• PROBLEM STATEMENT
In the stretch from the line containing "label: high-rise building" through the last of these lines, switch "high-rise building" to "tower block". Give back only that stretch, with everything else left as it is.

+++ SUPPLIED RECORDS

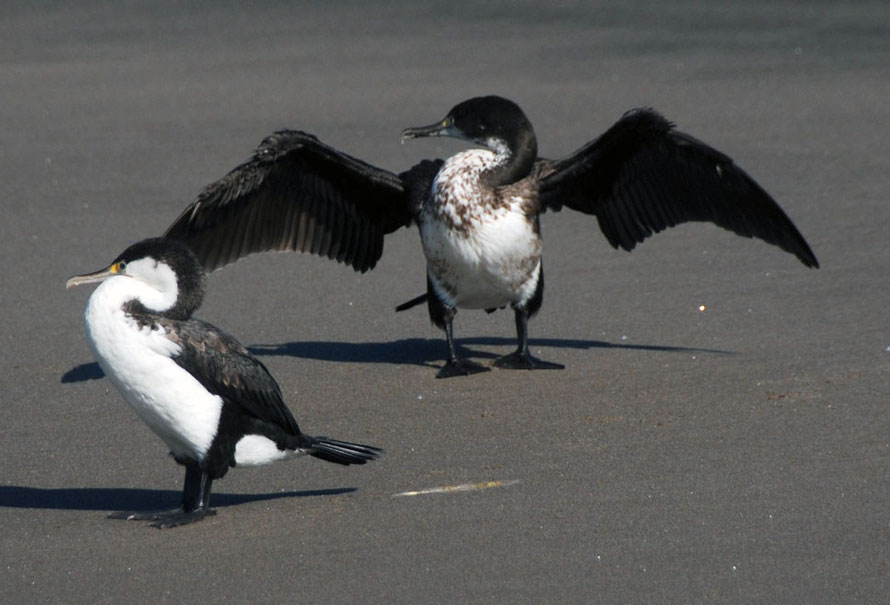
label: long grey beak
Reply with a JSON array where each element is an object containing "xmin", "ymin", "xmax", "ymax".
[
  {"xmin": 402, "ymin": 118, "xmax": 458, "ymax": 143},
  {"xmin": 65, "ymin": 264, "xmax": 118, "ymax": 290}
]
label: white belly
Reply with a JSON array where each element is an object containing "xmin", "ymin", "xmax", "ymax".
[
  {"xmin": 421, "ymin": 208, "xmax": 541, "ymax": 309},
  {"xmin": 86, "ymin": 278, "xmax": 222, "ymax": 461}
]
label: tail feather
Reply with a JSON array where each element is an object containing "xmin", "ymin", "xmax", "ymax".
[
  {"xmin": 306, "ymin": 437, "xmax": 383, "ymax": 465},
  {"xmin": 396, "ymin": 292, "xmax": 427, "ymax": 313}
]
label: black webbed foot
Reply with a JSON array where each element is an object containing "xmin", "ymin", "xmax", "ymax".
[
  {"xmin": 108, "ymin": 508, "xmax": 216, "ymax": 529},
  {"xmin": 436, "ymin": 359, "xmax": 491, "ymax": 378},
  {"xmin": 494, "ymin": 351, "xmax": 565, "ymax": 370}
]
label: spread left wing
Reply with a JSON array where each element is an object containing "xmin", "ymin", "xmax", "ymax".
[
  {"xmin": 535, "ymin": 109, "xmax": 819, "ymax": 267},
  {"xmin": 165, "ymin": 130, "xmax": 413, "ymax": 272}
]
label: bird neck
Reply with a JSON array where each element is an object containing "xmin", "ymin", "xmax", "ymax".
[{"xmin": 481, "ymin": 129, "xmax": 538, "ymax": 187}]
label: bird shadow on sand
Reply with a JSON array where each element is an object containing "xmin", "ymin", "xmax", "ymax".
[
  {"xmin": 248, "ymin": 337, "xmax": 732, "ymax": 366},
  {"xmin": 61, "ymin": 337, "xmax": 734, "ymax": 384},
  {"xmin": 0, "ymin": 485, "xmax": 356, "ymax": 512}
]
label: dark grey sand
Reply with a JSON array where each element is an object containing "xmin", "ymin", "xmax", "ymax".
[{"xmin": 0, "ymin": 1, "xmax": 890, "ymax": 603}]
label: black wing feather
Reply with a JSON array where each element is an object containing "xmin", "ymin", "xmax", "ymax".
[
  {"xmin": 165, "ymin": 130, "xmax": 413, "ymax": 272},
  {"xmin": 160, "ymin": 319, "xmax": 300, "ymax": 435},
  {"xmin": 536, "ymin": 109, "xmax": 819, "ymax": 267}
]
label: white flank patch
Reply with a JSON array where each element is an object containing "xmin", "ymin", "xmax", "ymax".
[{"xmin": 235, "ymin": 435, "xmax": 306, "ymax": 466}]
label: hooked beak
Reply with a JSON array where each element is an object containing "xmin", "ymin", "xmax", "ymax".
[
  {"xmin": 65, "ymin": 263, "xmax": 120, "ymax": 290},
  {"xmin": 402, "ymin": 118, "xmax": 461, "ymax": 143}
]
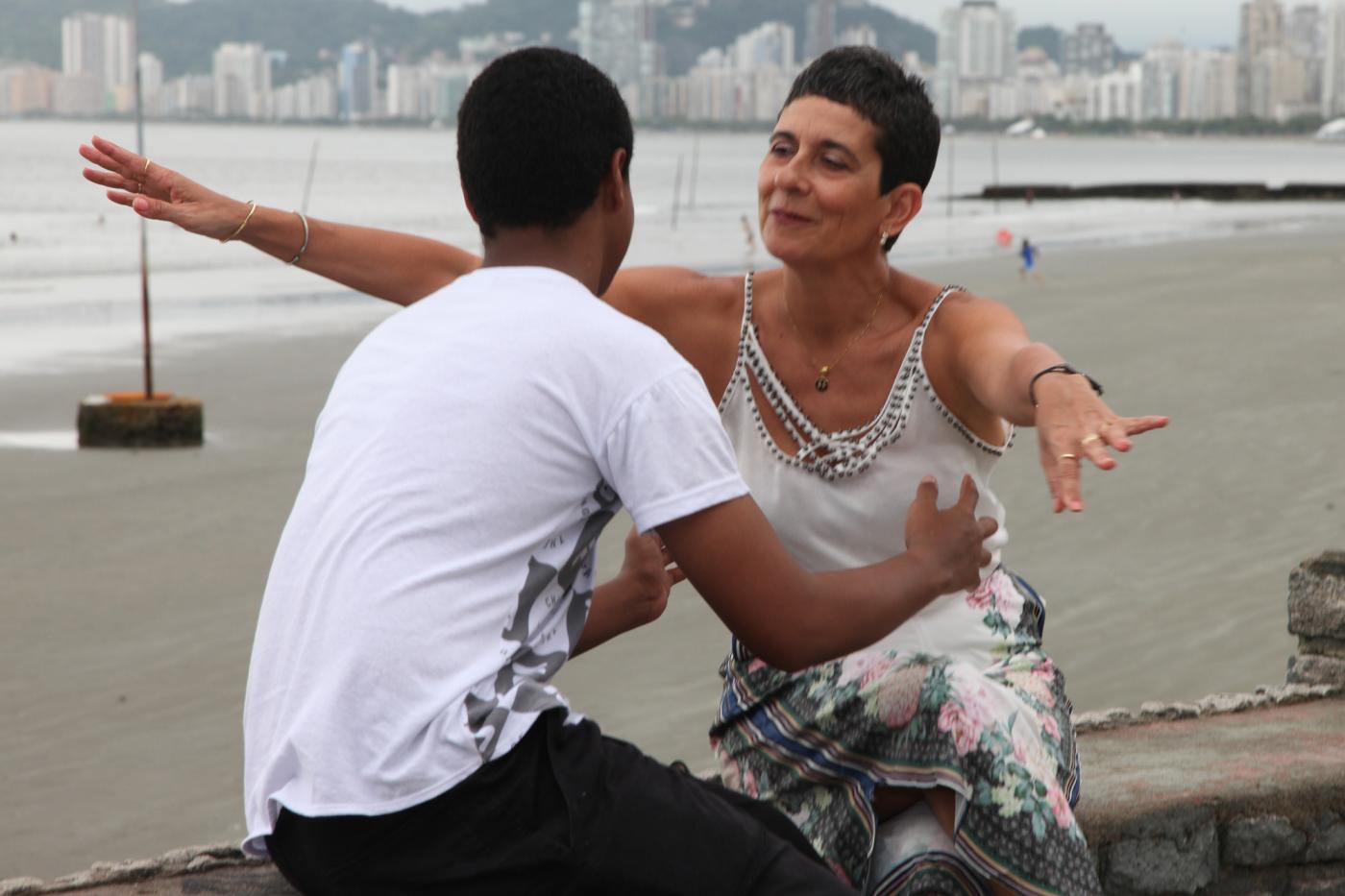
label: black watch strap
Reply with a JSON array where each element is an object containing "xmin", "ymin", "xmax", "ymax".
[{"xmin": 1028, "ymin": 365, "xmax": 1102, "ymax": 407}]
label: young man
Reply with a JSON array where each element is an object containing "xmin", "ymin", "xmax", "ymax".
[{"xmin": 233, "ymin": 48, "xmax": 994, "ymax": 895}]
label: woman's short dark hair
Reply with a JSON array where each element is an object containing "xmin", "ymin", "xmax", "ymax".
[
  {"xmin": 457, "ymin": 47, "xmax": 633, "ymax": 238},
  {"xmin": 784, "ymin": 47, "xmax": 939, "ymax": 199}
]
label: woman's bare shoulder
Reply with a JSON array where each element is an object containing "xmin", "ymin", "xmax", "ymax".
[{"xmin": 602, "ymin": 266, "xmax": 743, "ymax": 333}]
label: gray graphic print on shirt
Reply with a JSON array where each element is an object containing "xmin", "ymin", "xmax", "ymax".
[{"xmin": 467, "ymin": 482, "xmax": 622, "ymax": 762}]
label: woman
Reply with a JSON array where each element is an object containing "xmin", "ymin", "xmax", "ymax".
[{"xmin": 81, "ymin": 47, "xmax": 1166, "ymax": 893}]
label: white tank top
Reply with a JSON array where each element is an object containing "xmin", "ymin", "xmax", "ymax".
[{"xmin": 720, "ymin": 273, "xmax": 1013, "ymax": 656}]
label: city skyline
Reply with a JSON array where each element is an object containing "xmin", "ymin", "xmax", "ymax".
[
  {"xmin": 0, "ymin": 0, "xmax": 1345, "ymax": 124},
  {"xmin": 365, "ymin": 0, "xmax": 1241, "ymax": 53}
]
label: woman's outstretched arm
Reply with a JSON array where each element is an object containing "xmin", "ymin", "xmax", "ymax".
[
  {"xmin": 942, "ymin": 296, "xmax": 1167, "ymax": 513},
  {"xmin": 80, "ymin": 137, "xmax": 481, "ymax": 305}
]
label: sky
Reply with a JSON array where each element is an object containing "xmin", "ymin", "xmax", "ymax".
[{"xmin": 383, "ymin": 0, "xmax": 1241, "ymax": 50}]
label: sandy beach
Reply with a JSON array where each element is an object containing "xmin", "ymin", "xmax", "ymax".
[{"xmin": 0, "ymin": 223, "xmax": 1345, "ymax": 879}]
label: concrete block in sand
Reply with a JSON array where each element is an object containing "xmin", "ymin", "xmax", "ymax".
[
  {"xmin": 1288, "ymin": 550, "xmax": 1345, "ymax": 641},
  {"xmin": 1288, "ymin": 654, "xmax": 1345, "ymax": 688},
  {"xmin": 78, "ymin": 392, "xmax": 205, "ymax": 448},
  {"xmin": 1224, "ymin": 815, "xmax": 1308, "ymax": 866}
]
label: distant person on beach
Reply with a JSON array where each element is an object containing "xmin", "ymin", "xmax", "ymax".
[
  {"xmin": 1018, "ymin": 237, "xmax": 1041, "ymax": 279},
  {"xmin": 85, "ymin": 47, "xmax": 1166, "ymax": 895},
  {"xmin": 85, "ymin": 48, "xmax": 996, "ymax": 896}
]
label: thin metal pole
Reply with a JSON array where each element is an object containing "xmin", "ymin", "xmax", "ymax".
[
  {"xmin": 990, "ymin": 131, "xmax": 999, "ymax": 211},
  {"xmin": 299, "ymin": 138, "xmax": 317, "ymax": 215},
  {"xmin": 948, "ymin": 129, "xmax": 958, "ymax": 218},
  {"xmin": 686, "ymin": 131, "xmax": 700, "ymax": 208},
  {"xmin": 131, "ymin": 0, "xmax": 155, "ymax": 400},
  {"xmin": 672, "ymin": 157, "xmax": 682, "ymax": 230}
]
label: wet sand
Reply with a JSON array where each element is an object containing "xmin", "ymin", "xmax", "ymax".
[{"xmin": 0, "ymin": 224, "xmax": 1345, "ymax": 879}]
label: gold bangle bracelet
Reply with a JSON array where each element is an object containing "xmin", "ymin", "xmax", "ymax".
[{"xmin": 219, "ymin": 199, "xmax": 257, "ymax": 245}]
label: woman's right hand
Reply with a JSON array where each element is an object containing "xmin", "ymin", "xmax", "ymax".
[
  {"xmin": 80, "ymin": 137, "xmax": 249, "ymax": 239},
  {"xmin": 907, "ymin": 476, "xmax": 999, "ymax": 593}
]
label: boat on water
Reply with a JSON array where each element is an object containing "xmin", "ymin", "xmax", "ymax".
[
  {"xmin": 1005, "ymin": 118, "xmax": 1046, "ymax": 140},
  {"xmin": 1312, "ymin": 118, "xmax": 1345, "ymax": 142}
]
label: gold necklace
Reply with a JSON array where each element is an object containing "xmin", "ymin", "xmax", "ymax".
[{"xmin": 783, "ymin": 268, "xmax": 892, "ymax": 392}]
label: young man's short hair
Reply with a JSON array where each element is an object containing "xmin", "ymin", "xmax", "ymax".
[{"xmin": 457, "ymin": 47, "xmax": 633, "ymax": 238}]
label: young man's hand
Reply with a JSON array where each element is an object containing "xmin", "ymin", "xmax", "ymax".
[
  {"xmin": 907, "ymin": 476, "xmax": 999, "ymax": 592},
  {"xmin": 613, "ymin": 526, "xmax": 686, "ymax": 625},
  {"xmin": 571, "ymin": 526, "xmax": 686, "ymax": 659}
]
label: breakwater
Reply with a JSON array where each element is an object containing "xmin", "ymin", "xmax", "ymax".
[{"xmin": 962, "ymin": 181, "xmax": 1345, "ymax": 202}]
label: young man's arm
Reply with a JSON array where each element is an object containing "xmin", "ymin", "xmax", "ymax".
[
  {"xmin": 80, "ymin": 137, "xmax": 699, "ymax": 313},
  {"xmin": 659, "ymin": 479, "xmax": 998, "ymax": 671},
  {"xmin": 571, "ymin": 527, "xmax": 686, "ymax": 659}
]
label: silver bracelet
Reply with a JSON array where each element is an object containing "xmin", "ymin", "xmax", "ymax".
[{"xmin": 289, "ymin": 211, "xmax": 308, "ymax": 265}]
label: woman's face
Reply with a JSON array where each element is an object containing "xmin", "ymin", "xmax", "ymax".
[{"xmin": 757, "ymin": 97, "xmax": 893, "ymax": 265}]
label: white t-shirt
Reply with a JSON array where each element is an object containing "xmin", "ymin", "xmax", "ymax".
[{"xmin": 243, "ymin": 268, "xmax": 746, "ymax": 855}]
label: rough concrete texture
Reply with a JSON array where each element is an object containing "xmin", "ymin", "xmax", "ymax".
[
  {"xmin": 1102, "ymin": 806, "xmax": 1218, "ymax": 895},
  {"xmin": 77, "ymin": 396, "xmax": 205, "ymax": 448},
  {"xmin": 1075, "ymin": 682, "xmax": 1342, "ymax": 735},
  {"xmin": 1224, "ymin": 815, "xmax": 1308, "ymax": 866},
  {"xmin": 1304, "ymin": 808, "xmax": 1345, "ymax": 862},
  {"xmin": 1298, "ymin": 637, "xmax": 1345, "ymax": 659},
  {"xmin": 1288, "ymin": 550, "xmax": 1345, "ymax": 641},
  {"xmin": 10, "ymin": 689, "xmax": 1345, "ymax": 896},
  {"xmin": 1287, "ymin": 654, "xmax": 1345, "ymax": 688}
]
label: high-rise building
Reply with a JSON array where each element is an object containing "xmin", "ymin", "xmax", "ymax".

++++++

• SOLUTION TO THIS EXERCISE
label: tower block
Reply with a JSON array where each element is an object containing "xmin", "ymin", "xmax", "ymax".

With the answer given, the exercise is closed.